:: Stored rows

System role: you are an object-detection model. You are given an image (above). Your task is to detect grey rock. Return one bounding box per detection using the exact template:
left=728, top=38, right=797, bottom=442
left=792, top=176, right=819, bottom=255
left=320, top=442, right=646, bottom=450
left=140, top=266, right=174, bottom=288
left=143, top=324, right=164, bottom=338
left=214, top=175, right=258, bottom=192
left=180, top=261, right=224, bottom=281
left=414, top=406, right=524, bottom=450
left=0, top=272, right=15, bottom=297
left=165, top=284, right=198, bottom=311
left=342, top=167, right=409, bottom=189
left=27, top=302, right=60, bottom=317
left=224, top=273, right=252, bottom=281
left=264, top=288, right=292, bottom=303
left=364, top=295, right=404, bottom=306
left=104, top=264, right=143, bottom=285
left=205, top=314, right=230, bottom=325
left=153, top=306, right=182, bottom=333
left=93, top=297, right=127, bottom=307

::::

● Set problem
Nothing in the data may differ; print all of it exactly as written.

● Final answer
System role: you are an object-detection model. You are given an image (above). Your task is to detect grey rock. Return one bounding box per detection using the exact template:
left=728, top=38, right=797, bottom=442
left=792, top=176, right=819, bottom=255
left=320, top=442, right=646, bottom=450
left=140, top=266, right=174, bottom=288
left=143, top=324, right=164, bottom=338
left=214, top=175, right=258, bottom=192
left=180, top=261, right=224, bottom=281
left=414, top=406, right=524, bottom=450
left=0, top=272, right=15, bottom=297
left=165, top=284, right=198, bottom=311
left=342, top=167, right=409, bottom=189
left=27, top=302, right=60, bottom=317
left=224, top=273, right=252, bottom=281
left=264, top=288, right=292, bottom=303
left=364, top=295, right=404, bottom=306
left=104, top=264, right=143, bottom=285
left=205, top=314, right=230, bottom=325
left=153, top=306, right=182, bottom=333
left=93, top=297, right=127, bottom=307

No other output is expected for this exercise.